*Ejercicio propuesto 1*: Copia sin ningún cambio las líneas de los registros, comenzando por la primera y siguiendo hasta la línea que contiene "[(263, 583)]", ambas incluidas.

Al igual que en la vida de Cachete González, en la de Castro tiene sitio destacado el maestro Roberto Epele: “Castro hizo la primaria en la escuela nº 8, después estuvo tres años en el Hogar Escuela San Juan Bosco. El maestro Epele era un tipo muy especial, alentó a muchísima gente en Gualeguay. Hubo una muchachada que fue tocada por este hombre. Los ayudó para madurar en sus artes: pintores, escritores. Después Castro no paró de leer y pintar, embarcado: pintaba y leía, preso: pintaba y leía. Tenía los objetivos claros, y no le importaba dónde estaba”. En la entrevista de Pablo Guercovich, Castro recordó: “Y al ver Epele que yo tenía afición por el dibujo, empezó a mandarme a lo Bisso para comprar papel y carbonilla. También me daba libros… no, no me los daba, disimulaba. Una vez yo estaba leyendo en el piso y él dejó caer desde el escritorio un libro de historia del arte. Me acuerdo del primer nombre que leí: Rafael Sanzio. Y así Epele me iba educando sin esfuerzo, y sin que yo me diera cuenta, ¿viste?”.

*Materiales proporcionados*:
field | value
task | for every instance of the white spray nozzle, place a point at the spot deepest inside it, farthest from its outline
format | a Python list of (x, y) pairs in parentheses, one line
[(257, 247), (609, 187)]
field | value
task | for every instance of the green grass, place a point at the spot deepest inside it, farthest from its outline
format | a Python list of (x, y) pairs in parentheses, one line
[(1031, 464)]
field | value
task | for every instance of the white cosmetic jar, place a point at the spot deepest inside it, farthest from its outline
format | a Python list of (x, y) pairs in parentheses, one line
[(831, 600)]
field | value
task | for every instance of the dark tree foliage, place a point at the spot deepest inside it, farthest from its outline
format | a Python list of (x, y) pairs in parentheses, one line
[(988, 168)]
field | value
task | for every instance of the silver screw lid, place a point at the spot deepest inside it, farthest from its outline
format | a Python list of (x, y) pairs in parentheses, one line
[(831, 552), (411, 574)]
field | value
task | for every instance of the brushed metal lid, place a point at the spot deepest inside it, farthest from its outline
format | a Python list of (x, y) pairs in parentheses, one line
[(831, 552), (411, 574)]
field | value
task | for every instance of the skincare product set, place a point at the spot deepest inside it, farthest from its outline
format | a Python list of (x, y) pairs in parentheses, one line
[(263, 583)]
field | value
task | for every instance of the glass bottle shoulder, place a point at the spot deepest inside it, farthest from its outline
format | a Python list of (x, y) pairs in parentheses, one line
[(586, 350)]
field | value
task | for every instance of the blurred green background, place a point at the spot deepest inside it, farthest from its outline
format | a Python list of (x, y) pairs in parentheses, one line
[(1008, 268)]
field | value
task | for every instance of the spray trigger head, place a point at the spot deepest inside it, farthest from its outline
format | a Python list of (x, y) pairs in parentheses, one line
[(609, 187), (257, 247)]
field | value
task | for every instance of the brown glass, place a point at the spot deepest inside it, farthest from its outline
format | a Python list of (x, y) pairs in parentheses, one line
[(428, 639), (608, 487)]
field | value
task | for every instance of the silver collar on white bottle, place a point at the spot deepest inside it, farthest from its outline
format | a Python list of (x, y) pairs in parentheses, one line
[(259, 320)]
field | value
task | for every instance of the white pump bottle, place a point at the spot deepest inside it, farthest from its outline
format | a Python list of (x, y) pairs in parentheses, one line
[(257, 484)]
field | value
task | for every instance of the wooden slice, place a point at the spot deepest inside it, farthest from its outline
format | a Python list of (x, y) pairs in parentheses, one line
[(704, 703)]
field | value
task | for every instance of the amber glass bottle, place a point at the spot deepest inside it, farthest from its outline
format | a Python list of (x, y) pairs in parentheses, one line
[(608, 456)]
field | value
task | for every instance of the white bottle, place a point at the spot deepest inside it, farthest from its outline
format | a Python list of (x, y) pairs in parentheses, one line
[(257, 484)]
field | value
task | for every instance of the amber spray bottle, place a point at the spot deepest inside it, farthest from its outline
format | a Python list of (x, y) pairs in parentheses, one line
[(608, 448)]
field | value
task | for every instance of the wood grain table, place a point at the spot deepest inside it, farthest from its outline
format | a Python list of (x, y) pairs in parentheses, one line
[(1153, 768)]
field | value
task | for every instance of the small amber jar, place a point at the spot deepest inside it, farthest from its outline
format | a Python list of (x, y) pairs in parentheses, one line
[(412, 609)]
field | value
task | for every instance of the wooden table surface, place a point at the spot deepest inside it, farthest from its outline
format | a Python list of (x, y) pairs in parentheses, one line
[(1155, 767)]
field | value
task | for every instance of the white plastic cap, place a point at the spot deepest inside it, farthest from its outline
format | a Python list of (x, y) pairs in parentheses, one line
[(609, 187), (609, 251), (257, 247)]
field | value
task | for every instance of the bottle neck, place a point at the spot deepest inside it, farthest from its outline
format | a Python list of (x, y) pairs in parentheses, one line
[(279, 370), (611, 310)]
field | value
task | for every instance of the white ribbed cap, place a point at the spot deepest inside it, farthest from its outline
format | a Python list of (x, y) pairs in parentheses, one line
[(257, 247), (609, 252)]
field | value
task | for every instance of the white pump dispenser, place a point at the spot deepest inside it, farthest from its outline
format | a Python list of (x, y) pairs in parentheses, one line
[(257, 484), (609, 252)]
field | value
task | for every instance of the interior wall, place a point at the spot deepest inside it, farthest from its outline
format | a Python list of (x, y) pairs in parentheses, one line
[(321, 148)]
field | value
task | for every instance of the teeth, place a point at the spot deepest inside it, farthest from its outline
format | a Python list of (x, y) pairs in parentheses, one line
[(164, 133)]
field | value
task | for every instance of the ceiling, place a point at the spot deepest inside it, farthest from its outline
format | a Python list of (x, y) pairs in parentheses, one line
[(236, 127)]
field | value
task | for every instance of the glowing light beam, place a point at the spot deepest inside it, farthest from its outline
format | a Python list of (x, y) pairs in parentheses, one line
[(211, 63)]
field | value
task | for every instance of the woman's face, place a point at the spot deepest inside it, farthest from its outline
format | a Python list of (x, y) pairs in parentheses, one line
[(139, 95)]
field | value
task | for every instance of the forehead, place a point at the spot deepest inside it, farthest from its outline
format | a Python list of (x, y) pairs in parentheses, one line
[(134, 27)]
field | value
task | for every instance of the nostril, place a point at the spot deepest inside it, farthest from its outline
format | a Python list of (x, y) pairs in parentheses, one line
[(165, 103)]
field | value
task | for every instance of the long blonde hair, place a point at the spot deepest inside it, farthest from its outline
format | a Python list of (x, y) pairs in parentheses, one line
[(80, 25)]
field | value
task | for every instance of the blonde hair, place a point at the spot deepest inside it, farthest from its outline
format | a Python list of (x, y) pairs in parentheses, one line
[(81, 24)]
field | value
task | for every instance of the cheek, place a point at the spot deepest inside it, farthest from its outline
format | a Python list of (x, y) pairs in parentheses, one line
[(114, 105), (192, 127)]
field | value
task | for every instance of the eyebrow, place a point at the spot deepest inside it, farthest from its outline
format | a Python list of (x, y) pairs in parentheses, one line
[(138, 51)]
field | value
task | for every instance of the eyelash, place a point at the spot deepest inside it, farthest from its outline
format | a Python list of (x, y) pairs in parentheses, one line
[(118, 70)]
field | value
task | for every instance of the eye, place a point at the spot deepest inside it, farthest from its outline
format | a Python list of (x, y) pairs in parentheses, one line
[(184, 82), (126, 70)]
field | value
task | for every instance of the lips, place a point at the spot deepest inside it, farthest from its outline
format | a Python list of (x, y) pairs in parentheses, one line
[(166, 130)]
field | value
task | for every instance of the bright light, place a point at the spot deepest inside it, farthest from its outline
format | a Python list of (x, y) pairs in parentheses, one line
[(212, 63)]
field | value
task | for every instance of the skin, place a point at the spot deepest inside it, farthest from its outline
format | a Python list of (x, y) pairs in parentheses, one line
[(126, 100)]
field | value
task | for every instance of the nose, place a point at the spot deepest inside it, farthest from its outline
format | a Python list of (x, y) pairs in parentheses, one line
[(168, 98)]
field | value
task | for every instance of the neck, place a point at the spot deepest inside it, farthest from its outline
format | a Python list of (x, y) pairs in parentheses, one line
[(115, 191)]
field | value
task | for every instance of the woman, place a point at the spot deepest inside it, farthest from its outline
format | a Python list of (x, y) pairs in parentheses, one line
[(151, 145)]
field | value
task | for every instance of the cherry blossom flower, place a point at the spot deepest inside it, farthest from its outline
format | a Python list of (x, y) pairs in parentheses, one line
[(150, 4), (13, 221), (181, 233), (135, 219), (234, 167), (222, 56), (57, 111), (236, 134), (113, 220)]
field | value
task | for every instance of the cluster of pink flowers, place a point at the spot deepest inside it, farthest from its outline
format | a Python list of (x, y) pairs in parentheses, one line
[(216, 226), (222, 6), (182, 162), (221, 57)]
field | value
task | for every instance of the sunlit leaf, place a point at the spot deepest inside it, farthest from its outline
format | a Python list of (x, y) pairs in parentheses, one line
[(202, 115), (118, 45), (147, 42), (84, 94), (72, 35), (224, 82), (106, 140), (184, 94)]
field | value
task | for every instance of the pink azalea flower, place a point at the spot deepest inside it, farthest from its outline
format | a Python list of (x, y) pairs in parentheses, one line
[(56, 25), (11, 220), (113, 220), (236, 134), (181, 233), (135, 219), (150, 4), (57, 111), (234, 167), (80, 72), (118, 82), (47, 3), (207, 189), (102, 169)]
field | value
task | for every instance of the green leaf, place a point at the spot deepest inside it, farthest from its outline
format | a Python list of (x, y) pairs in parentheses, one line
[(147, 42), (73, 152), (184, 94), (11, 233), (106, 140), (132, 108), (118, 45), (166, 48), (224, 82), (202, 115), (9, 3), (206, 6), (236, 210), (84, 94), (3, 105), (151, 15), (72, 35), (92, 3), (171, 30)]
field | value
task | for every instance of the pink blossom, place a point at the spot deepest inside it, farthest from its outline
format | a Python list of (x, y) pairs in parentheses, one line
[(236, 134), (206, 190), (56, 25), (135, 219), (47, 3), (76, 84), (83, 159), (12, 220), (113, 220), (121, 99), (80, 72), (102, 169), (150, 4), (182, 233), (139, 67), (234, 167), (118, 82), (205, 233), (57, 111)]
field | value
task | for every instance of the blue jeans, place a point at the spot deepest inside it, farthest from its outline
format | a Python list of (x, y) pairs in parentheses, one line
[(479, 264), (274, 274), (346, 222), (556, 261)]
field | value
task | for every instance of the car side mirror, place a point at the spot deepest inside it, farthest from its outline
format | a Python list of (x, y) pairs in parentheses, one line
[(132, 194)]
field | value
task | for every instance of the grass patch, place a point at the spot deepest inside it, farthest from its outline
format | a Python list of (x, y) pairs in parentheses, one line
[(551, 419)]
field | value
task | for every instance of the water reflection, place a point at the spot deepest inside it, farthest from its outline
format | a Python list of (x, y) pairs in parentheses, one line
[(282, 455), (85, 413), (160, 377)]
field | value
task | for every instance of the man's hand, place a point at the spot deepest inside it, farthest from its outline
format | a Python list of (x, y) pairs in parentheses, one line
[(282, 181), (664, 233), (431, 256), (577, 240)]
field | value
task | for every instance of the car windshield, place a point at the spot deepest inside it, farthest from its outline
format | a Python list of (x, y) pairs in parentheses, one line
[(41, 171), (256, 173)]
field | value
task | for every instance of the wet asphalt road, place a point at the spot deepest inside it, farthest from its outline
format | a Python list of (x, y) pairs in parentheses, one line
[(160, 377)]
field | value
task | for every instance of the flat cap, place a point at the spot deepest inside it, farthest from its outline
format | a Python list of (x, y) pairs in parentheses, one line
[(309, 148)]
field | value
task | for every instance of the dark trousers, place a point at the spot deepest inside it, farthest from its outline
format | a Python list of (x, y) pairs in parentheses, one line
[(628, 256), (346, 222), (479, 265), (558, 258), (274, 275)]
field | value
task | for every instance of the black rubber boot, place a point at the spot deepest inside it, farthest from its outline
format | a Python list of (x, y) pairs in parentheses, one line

*Ejercicio propuesto 2*: Prosigue el texto sobre Castro y el maestro Roberto Epele a partir de su última oración.

*Resultado esperado 1*:
field | value
task | for every instance of the white spray nozzle, place a point at the spot deepest inside it, farthest from its outline
format | a Python list of (x, y) pairs in parentheses, one line
[(257, 247), (609, 187)]
field | value
task | for every instance of the green grass, place a point at the spot deepest inside it, farthest from its outline
format | a Python list of (x, y) pairs in parentheses, one line
[(1031, 464)]
field | value
task | for every instance of the white cosmetic jar, place a point at the spot deepest inside it, farthest from its outline
format | a Python list of (x, y) pairs in parentheses, one line
[(831, 600)]
field | value
task | for every instance of the dark tree foliage, place a point at the spot deepest inside it, farthest from its outline
format | a Python list of (x, y) pairs in parentheses, one line
[(988, 168)]
field | value
task | for every instance of the silver screw lid, place a point at the spot deepest inside it, farthest from its outline
format | a Python list of (x, y) pairs in parentheses, one line
[(831, 552), (411, 574)]
field | value
task | for every instance of the brushed metal lid, place a point at the spot deepest inside it, farthest from its outline
format | a Python list of (x, y) pairs in parentheses, one line
[(831, 552), (411, 574)]
field | value
task | for every instance of the skincare product set, place a point at the spot deepest inside it, farthest from its outline
format | a Python list of (x, y) pairs in parentheses, one line
[(263, 583)]

*Resultado esperado 2*:
Nidya recuerda su sorpresa: “Una vez le pregunté cómo estaba, me dijo: ‘Parejito, parejito, todo una mierda’, y me llamó la atención que se expresara así un hombre tan correcto. Pero después me enteré, escuchando a Cary Pico, que era su dicho personal. Él era un optimista, lo ves en el rostro de sus personajes, en su pintura. Yo creo que él tenía un cristianismo interno, tenía su fe de que hay una redención, y eso lo hacía perseverar, porque si no, no hubiese podido pintar como pintaba. Todos los pintores de esta época son extraordinarios, pero vos los mirás, fijate por ejemplo Cachete, y hay como una onda depresiva. Es que fueron épocas muy jodidas. Pero Antonio es como que se escapó, hizo su rancho en la costa del río, y pudo salvar su espíritu de esa tribulación tremenda que fue la Argentina en la segunda mitad del siglo XX”. Cary Pico escribió “Viejo Antonio”, una canción: “En la injusta repartija / de la vida, la sortija para algunos / solo es; / este mundo es ‘parejito, parejito’, / viejo Antonio / como lo definió usted”.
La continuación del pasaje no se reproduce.